[Point labeling examples]
════════════════════
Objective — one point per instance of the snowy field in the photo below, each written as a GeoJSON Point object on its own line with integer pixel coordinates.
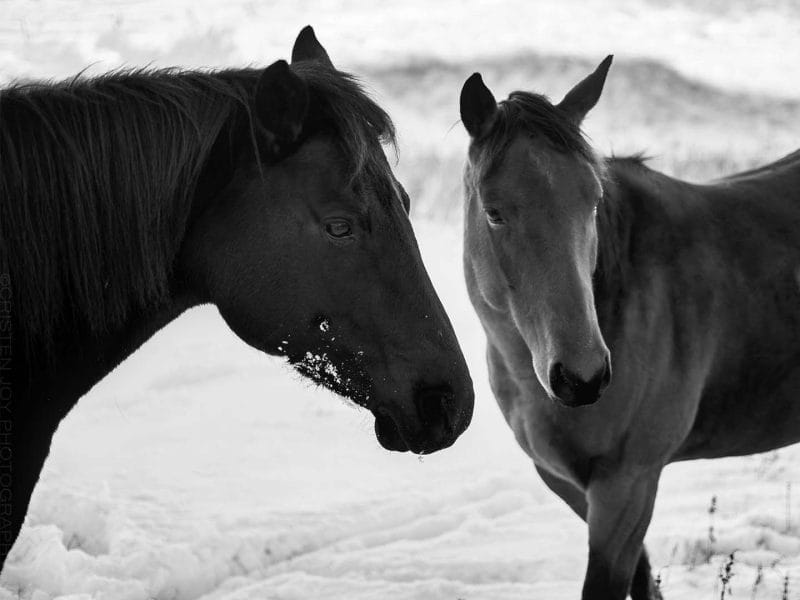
{"type": "Point", "coordinates": [203, 470]}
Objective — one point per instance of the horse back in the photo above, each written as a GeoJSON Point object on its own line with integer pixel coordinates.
{"type": "Point", "coordinates": [750, 400]}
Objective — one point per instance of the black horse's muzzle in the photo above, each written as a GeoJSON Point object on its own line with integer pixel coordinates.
{"type": "Point", "coordinates": [438, 418]}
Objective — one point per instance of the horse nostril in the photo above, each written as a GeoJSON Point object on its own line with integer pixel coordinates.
{"type": "Point", "coordinates": [562, 383]}
{"type": "Point", "coordinates": [436, 407]}
{"type": "Point", "coordinates": [605, 376]}
{"type": "Point", "coordinates": [573, 390]}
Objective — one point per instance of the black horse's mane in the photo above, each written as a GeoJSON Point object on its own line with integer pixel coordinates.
{"type": "Point", "coordinates": [98, 175]}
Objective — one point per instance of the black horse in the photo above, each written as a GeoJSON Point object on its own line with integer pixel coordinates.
{"type": "Point", "coordinates": [576, 263]}
{"type": "Point", "coordinates": [128, 198]}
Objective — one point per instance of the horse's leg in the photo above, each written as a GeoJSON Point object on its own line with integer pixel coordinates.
{"type": "Point", "coordinates": [643, 587]}
{"type": "Point", "coordinates": [620, 508]}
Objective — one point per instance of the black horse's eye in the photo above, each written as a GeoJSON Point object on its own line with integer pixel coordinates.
{"type": "Point", "coordinates": [338, 228]}
{"type": "Point", "coordinates": [494, 216]}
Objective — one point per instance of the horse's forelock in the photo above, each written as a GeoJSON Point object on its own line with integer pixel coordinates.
{"type": "Point", "coordinates": [526, 113]}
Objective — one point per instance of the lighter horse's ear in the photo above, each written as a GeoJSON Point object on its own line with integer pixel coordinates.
{"type": "Point", "coordinates": [582, 98]}
{"type": "Point", "coordinates": [281, 104]}
{"type": "Point", "coordinates": [478, 107]}
{"type": "Point", "coordinates": [307, 48]}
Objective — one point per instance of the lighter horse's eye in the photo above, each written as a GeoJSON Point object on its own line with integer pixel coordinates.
{"type": "Point", "coordinates": [494, 216]}
{"type": "Point", "coordinates": [338, 228]}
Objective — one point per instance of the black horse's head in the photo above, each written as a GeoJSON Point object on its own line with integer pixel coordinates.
{"type": "Point", "coordinates": [309, 253]}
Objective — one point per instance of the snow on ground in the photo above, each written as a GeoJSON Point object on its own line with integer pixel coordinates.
{"type": "Point", "coordinates": [203, 470]}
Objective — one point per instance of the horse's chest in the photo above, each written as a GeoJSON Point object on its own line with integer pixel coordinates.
{"type": "Point", "coordinates": [562, 440]}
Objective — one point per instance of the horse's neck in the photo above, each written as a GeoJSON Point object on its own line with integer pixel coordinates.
{"type": "Point", "coordinates": [79, 360]}
{"type": "Point", "coordinates": [634, 205]}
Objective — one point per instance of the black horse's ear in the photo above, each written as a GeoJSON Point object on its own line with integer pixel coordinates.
{"type": "Point", "coordinates": [307, 47]}
{"type": "Point", "coordinates": [582, 98]}
{"type": "Point", "coordinates": [281, 104]}
{"type": "Point", "coordinates": [478, 107]}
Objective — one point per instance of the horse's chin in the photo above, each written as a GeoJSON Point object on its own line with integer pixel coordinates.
{"type": "Point", "coordinates": [388, 434]}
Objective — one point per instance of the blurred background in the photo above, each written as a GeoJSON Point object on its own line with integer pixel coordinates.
{"type": "Point", "coordinates": [201, 469]}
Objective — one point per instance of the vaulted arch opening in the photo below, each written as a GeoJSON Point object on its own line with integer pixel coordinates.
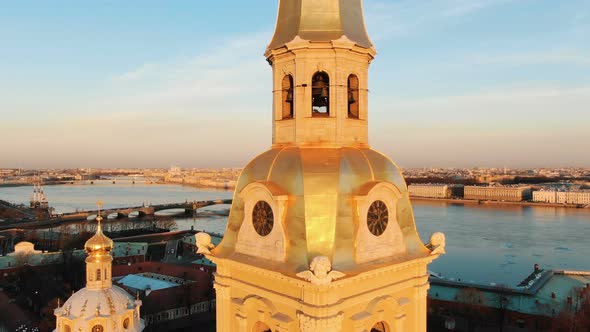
{"type": "Point", "coordinates": [353, 96]}
{"type": "Point", "coordinates": [380, 327]}
{"type": "Point", "coordinates": [320, 94]}
{"type": "Point", "coordinates": [287, 97]}
{"type": "Point", "coordinates": [261, 327]}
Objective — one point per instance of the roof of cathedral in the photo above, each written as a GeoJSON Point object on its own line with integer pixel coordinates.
{"type": "Point", "coordinates": [141, 282]}
{"type": "Point", "coordinates": [88, 302]}
{"type": "Point", "coordinates": [320, 21]}
{"type": "Point", "coordinates": [324, 183]}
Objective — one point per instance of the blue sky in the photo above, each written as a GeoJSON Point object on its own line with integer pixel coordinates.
{"type": "Point", "coordinates": [456, 83]}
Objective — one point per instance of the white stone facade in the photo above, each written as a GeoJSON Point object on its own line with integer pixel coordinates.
{"type": "Point", "coordinates": [562, 197]}
{"type": "Point", "coordinates": [501, 193]}
{"type": "Point", "coordinates": [430, 190]}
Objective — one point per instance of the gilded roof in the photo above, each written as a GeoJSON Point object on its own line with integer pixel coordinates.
{"type": "Point", "coordinates": [320, 21]}
{"type": "Point", "coordinates": [321, 184]}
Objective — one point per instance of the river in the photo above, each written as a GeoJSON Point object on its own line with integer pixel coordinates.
{"type": "Point", "coordinates": [485, 244]}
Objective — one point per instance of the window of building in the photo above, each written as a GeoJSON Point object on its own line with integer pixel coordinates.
{"type": "Point", "coordinates": [353, 96]}
{"type": "Point", "coordinates": [126, 323]}
{"type": "Point", "coordinates": [287, 97]}
{"type": "Point", "coordinates": [320, 94]}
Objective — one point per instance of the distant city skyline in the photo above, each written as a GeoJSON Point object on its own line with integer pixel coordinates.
{"type": "Point", "coordinates": [456, 83]}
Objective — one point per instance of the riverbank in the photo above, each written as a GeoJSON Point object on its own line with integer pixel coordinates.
{"type": "Point", "coordinates": [499, 203]}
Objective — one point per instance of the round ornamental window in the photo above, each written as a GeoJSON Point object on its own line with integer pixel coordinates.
{"type": "Point", "coordinates": [97, 328]}
{"type": "Point", "coordinates": [262, 218]}
{"type": "Point", "coordinates": [126, 323]}
{"type": "Point", "coordinates": [377, 218]}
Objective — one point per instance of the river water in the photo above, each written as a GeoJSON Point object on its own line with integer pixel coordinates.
{"type": "Point", "coordinates": [485, 244]}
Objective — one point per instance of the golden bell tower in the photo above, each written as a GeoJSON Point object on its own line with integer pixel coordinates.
{"type": "Point", "coordinates": [321, 234]}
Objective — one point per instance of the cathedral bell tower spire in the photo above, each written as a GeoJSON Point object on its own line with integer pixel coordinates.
{"type": "Point", "coordinates": [320, 55]}
{"type": "Point", "coordinates": [99, 260]}
{"type": "Point", "coordinates": [321, 234]}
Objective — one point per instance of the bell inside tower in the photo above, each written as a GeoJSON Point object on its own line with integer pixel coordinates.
{"type": "Point", "coordinates": [287, 97]}
{"type": "Point", "coordinates": [320, 94]}
{"type": "Point", "coordinates": [353, 97]}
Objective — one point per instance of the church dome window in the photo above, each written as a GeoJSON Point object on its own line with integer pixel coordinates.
{"type": "Point", "coordinates": [262, 218]}
{"type": "Point", "coordinates": [377, 218]}
{"type": "Point", "coordinates": [287, 97]}
{"type": "Point", "coordinates": [353, 96]}
{"type": "Point", "coordinates": [320, 94]}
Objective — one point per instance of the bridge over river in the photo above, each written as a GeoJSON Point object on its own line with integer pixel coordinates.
{"type": "Point", "coordinates": [140, 211]}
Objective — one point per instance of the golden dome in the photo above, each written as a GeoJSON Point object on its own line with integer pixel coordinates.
{"type": "Point", "coordinates": [320, 21]}
{"type": "Point", "coordinates": [322, 185]}
{"type": "Point", "coordinates": [99, 242]}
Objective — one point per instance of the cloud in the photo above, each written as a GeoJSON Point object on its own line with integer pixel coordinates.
{"type": "Point", "coordinates": [573, 57]}
{"type": "Point", "coordinates": [392, 19]}
{"type": "Point", "coordinates": [136, 74]}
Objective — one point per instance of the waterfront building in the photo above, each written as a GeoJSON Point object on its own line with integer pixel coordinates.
{"type": "Point", "coordinates": [435, 190]}
{"type": "Point", "coordinates": [536, 304]}
{"type": "Point", "coordinates": [172, 296]}
{"type": "Point", "coordinates": [100, 306]}
{"type": "Point", "coordinates": [321, 235]}
{"type": "Point", "coordinates": [581, 197]}
{"type": "Point", "coordinates": [498, 193]}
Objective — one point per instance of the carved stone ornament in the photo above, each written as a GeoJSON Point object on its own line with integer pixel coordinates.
{"type": "Point", "coordinates": [308, 323]}
{"type": "Point", "coordinates": [437, 243]}
{"type": "Point", "coordinates": [320, 272]}
{"type": "Point", "coordinates": [204, 244]}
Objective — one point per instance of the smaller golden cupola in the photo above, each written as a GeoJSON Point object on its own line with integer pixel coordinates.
{"type": "Point", "coordinates": [99, 243]}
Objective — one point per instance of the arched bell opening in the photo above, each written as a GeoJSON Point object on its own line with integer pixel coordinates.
{"type": "Point", "coordinates": [380, 327]}
{"type": "Point", "coordinates": [353, 97]}
{"type": "Point", "coordinates": [287, 97]}
{"type": "Point", "coordinates": [261, 327]}
{"type": "Point", "coordinates": [320, 95]}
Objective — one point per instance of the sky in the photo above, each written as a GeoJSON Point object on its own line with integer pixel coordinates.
{"type": "Point", "coordinates": [142, 83]}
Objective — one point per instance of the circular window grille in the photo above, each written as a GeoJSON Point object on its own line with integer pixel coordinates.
{"type": "Point", "coordinates": [262, 218]}
{"type": "Point", "coordinates": [377, 218]}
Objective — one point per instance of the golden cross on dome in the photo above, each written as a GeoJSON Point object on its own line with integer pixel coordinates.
{"type": "Point", "coordinates": [98, 216]}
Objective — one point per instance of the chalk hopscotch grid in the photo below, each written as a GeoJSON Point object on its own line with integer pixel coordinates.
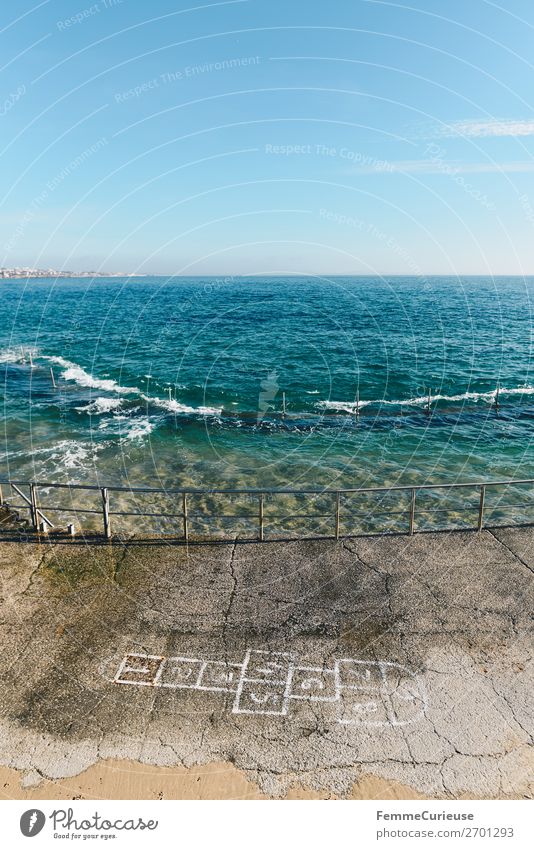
{"type": "Point", "coordinates": [272, 677]}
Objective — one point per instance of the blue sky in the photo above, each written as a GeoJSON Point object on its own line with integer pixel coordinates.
{"type": "Point", "coordinates": [259, 136]}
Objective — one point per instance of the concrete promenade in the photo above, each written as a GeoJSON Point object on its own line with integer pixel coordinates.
{"type": "Point", "coordinates": [407, 659]}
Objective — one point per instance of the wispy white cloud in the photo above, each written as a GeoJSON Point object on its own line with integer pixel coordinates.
{"type": "Point", "coordinates": [442, 166]}
{"type": "Point", "coordinates": [485, 129]}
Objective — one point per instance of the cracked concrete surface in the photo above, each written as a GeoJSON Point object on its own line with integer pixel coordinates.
{"type": "Point", "coordinates": [455, 609]}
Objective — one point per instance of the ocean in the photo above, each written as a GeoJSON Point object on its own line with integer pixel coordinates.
{"type": "Point", "coordinates": [183, 382]}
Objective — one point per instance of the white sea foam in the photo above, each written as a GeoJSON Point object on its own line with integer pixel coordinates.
{"type": "Point", "coordinates": [173, 406]}
{"type": "Point", "coordinates": [100, 406]}
{"type": "Point", "coordinates": [139, 428]}
{"type": "Point", "coordinates": [18, 355]}
{"type": "Point", "coordinates": [351, 406]}
{"type": "Point", "coordinates": [76, 373]}
{"type": "Point", "coordinates": [66, 454]}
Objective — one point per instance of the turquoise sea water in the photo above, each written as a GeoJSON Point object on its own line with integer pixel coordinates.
{"type": "Point", "coordinates": [180, 382]}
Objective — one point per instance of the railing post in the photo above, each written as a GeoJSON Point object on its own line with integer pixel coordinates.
{"type": "Point", "coordinates": [33, 507]}
{"type": "Point", "coordinates": [185, 516]}
{"type": "Point", "coordinates": [260, 515]}
{"type": "Point", "coordinates": [105, 512]}
{"type": "Point", "coordinates": [412, 512]}
{"type": "Point", "coordinates": [481, 507]}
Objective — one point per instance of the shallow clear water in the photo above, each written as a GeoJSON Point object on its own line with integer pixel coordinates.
{"type": "Point", "coordinates": [180, 382]}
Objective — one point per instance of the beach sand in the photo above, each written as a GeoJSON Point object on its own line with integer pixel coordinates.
{"type": "Point", "coordinates": [114, 779]}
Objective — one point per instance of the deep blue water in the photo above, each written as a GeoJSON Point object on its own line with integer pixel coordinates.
{"type": "Point", "coordinates": [227, 349]}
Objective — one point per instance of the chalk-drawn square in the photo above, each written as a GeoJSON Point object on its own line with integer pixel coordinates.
{"type": "Point", "coordinates": [261, 698]}
{"type": "Point", "coordinates": [313, 683]}
{"type": "Point", "coordinates": [358, 708]}
{"type": "Point", "coordinates": [359, 675]}
{"type": "Point", "coordinates": [142, 669]}
{"type": "Point", "coordinates": [181, 672]}
{"type": "Point", "coordinates": [218, 675]}
{"type": "Point", "coordinates": [407, 703]}
{"type": "Point", "coordinates": [267, 666]}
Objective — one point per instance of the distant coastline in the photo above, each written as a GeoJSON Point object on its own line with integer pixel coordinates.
{"type": "Point", "coordinates": [25, 273]}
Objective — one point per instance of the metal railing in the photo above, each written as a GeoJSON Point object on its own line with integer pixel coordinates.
{"type": "Point", "coordinates": [338, 515]}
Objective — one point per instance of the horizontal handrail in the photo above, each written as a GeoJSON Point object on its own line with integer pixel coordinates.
{"type": "Point", "coordinates": [342, 507]}
{"type": "Point", "coordinates": [267, 490]}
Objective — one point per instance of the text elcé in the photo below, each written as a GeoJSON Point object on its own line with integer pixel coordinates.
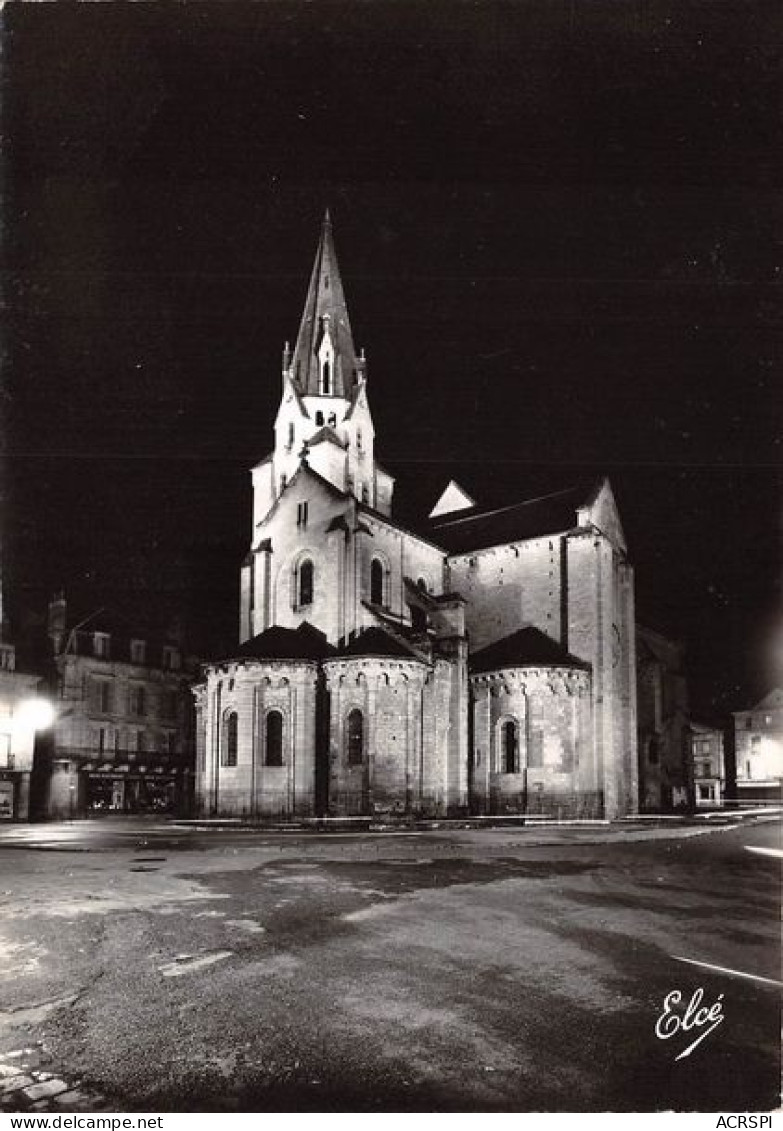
{"type": "Point", "coordinates": [671, 1021]}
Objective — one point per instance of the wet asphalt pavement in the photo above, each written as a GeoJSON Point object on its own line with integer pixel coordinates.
{"type": "Point", "coordinates": [146, 966]}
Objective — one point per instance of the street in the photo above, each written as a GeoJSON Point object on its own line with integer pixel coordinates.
{"type": "Point", "coordinates": [148, 966]}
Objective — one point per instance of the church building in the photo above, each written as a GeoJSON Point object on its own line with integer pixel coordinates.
{"type": "Point", "coordinates": [482, 664]}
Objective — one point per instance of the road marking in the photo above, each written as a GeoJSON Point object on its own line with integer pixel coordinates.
{"type": "Point", "coordinates": [186, 964]}
{"type": "Point", "coordinates": [725, 969]}
{"type": "Point", "coordinates": [777, 853]}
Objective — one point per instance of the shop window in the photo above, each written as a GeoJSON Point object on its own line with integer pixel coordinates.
{"type": "Point", "coordinates": [304, 584]}
{"type": "Point", "coordinates": [230, 739]}
{"type": "Point", "coordinates": [355, 733]}
{"type": "Point", "coordinates": [510, 747]}
{"type": "Point", "coordinates": [274, 739]}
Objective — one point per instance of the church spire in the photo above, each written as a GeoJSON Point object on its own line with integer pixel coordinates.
{"type": "Point", "coordinates": [324, 360]}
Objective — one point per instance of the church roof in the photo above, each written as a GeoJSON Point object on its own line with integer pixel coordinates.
{"type": "Point", "coordinates": [533, 518]}
{"type": "Point", "coordinates": [304, 642]}
{"type": "Point", "coordinates": [527, 647]}
{"type": "Point", "coordinates": [376, 641]}
{"type": "Point", "coordinates": [326, 434]}
{"type": "Point", "coordinates": [325, 305]}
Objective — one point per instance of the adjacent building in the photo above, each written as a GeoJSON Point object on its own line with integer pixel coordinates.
{"type": "Point", "coordinates": [758, 749]}
{"type": "Point", "coordinates": [122, 733]}
{"type": "Point", "coordinates": [18, 719]}
{"type": "Point", "coordinates": [708, 765]}
{"type": "Point", "coordinates": [665, 768]}
{"type": "Point", "coordinates": [483, 662]}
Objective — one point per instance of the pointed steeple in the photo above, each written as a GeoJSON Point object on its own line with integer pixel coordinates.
{"type": "Point", "coordinates": [325, 361]}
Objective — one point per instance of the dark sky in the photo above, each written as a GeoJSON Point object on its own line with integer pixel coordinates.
{"type": "Point", "coordinates": [556, 224]}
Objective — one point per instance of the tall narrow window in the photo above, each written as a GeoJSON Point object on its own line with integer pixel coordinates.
{"type": "Point", "coordinates": [377, 583]}
{"type": "Point", "coordinates": [304, 594]}
{"type": "Point", "coordinates": [230, 739]}
{"type": "Point", "coordinates": [355, 737]}
{"type": "Point", "coordinates": [274, 739]}
{"type": "Point", "coordinates": [509, 747]}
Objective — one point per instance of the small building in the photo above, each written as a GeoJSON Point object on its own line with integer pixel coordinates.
{"type": "Point", "coordinates": [708, 765]}
{"type": "Point", "coordinates": [122, 733]}
{"type": "Point", "coordinates": [758, 745]}
{"type": "Point", "coordinates": [665, 775]}
{"type": "Point", "coordinates": [17, 736]}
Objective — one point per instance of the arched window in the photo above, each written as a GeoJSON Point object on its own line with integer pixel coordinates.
{"type": "Point", "coordinates": [355, 730]}
{"type": "Point", "coordinates": [418, 619]}
{"type": "Point", "coordinates": [304, 584]}
{"type": "Point", "coordinates": [274, 739]}
{"type": "Point", "coordinates": [377, 583]}
{"type": "Point", "coordinates": [509, 747]}
{"type": "Point", "coordinates": [230, 739]}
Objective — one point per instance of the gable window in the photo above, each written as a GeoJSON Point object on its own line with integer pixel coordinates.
{"type": "Point", "coordinates": [304, 584]}
{"type": "Point", "coordinates": [230, 739]}
{"type": "Point", "coordinates": [377, 583]}
{"type": "Point", "coordinates": [510, 747]}
{"type": "Point", "coordinates": [101, 645]}
{"type": "Point", "coordinates": [355, 734]}
{"type": "Point", "coordinates": [274, 739]}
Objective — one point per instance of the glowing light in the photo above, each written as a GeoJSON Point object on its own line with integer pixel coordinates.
{"type": "Point", "coordinates": [34, 714]}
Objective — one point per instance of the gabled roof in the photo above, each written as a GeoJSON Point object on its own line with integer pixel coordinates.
{"type": "Point", "coordinates": [527, 647]}
{"type": "Point", "coordinates": [376, 641]}
{"type": "Point", "coordinates": [325, 434]}
{"type": "Point", "coordinates": [478, 529]}
{"type": "Point", "coordinates": [277, 642]}
{"type": "Point", "coordinates": [453, 498]}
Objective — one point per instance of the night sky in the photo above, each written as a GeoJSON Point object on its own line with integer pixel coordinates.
{"type": "Point", "coordinates": [556, 229]}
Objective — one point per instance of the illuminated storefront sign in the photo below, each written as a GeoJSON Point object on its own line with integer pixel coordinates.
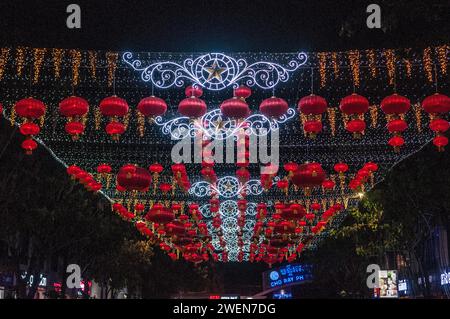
{"type": "Point", "coordinates": [287, 275]}
{"type": "Point", "coordinates": [388, 284]}
{"type": "Point", "coordinates": [445, 278]}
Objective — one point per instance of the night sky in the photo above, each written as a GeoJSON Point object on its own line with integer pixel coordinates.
{"type": "Point", "coordinates": [257, 25]}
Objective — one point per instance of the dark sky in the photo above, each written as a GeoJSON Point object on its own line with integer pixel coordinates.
{"type": "Point", "coordinates": [256, 25]}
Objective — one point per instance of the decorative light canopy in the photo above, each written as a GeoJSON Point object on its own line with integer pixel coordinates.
{"type": "Point", "coordinates": [116, 138]}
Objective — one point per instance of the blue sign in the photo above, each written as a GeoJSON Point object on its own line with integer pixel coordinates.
{"type": "Point", "coordinates": [286, 275]}
{"type": "Point", "coordinates": [282, 294]}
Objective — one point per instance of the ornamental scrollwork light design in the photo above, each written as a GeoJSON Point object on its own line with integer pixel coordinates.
{"type": "Point", "coordinates": [226, 187]}
{"type": "Point", "coordinates": [215, 71]}
{"type": "Point", "coordinates": [213, 125]}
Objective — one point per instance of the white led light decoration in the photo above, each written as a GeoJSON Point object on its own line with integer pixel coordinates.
{"type": "Point", "coordinates": [213, 125]}
{"type": "Point", "coordinates": [215, 71]}
{"type": "Point", "coordinates": [226, 187]}
{"type": "Point", "coordinates": [229, 213]}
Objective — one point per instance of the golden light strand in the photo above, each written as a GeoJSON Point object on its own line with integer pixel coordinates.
{"type": "Point", "coordinates": [371, 58]}
{"type": "Point", "coordinates": [38, 58]}
{"type": "Point", "coordinates": [20, 60]}
{"type": "Point", "coordinates": [373, 116]}
{"type": "Point", "coordinates": [97, 118]}
{"type": "Point", "coordinates": [332, 119]}
{"type": "Point", "coordinates": [93, 64]}
{"type": "Point", "coordinates": [3, 60]}
{"type": "Point", "coordinates": [353, 57]}
{"type": "Point", "coordinates": [408, 67]}
{"type": "Point", "coordinates": [390, 64]}
{"type": "Point", "coordinates": [427, 64]}
{"type": "Point", "coordinates": [335, 63]}
{"type": "Point", "coordinates": [322, 57]}
{"type": "Point", "coordinates": [42, 120]}
{"type": "Point", "coordinates": [442, 58]}
{"type": "Point", "coordinates": [76, 62]}
{"type": "Point", "coordinates": [111, 58]}
{"type": "Point", "coordinates": [57, 55]}
{"type": "Point", "coordinates": [418, 115]}
{"type": "Point", "coordinates": [141, 123]}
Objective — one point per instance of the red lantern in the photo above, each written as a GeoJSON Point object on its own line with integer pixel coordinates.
════════════════════
[YOUR TASK] Output, unchanged, the lines from the line with "Objective — one point per instance of the golden light" through the final line of the material.

[EXERCISE RESPONSE]
Objective — one point per instance of the golden light strand in the photo above, each written as a GeoJSON Point object on its own line with integer pixel coordinates.
{"type": "Point", "coordinates": [371, 58]}
{"type": "Point", "coordinates": [38, 58]}
{"type": "Point", "coordinates": [20, 60]}
{"type": "Point", "coordinates": [373, 116]}
{"type": "Point", "coordinates": [97, 118]}
{"type": "Point", "coordinates": [332, 119]}
{"type": "Point", "coordinates": [93, 64]}
{"type": "Point", "coordinates": [3, 60]}
{"type": "Point", "coordinates": [353, 57]}
{"type": "Point", "coordinates": [408, 67]}
{"type": "Point", "coordinates": [390, 64]}
{"type": "Point", "coordinates": [427, 64]}
{"type": "Point", "coordinates": [335, 63]}
{"type": "Point", "coordinates": [322, 57]}
{"type": "Point", "coordinates": [42, 120]}
{"type": "Point", "coordinates": [442, 58]}
{"type": "Point", "coordinates": [76, 62]}
{"type": "Point", "coordinates": [111, 58]}
{"type": "Point", "coordinates": [57, 55]}
{"type": "Point", "coordinates": [418, 115]}
{"type": "Point", "coordinates": [141, 123]}
Objective — one point per instance of the red lantern in the photo above, each written as a GeoJSON Point object on its own line with integer pixel coordinates.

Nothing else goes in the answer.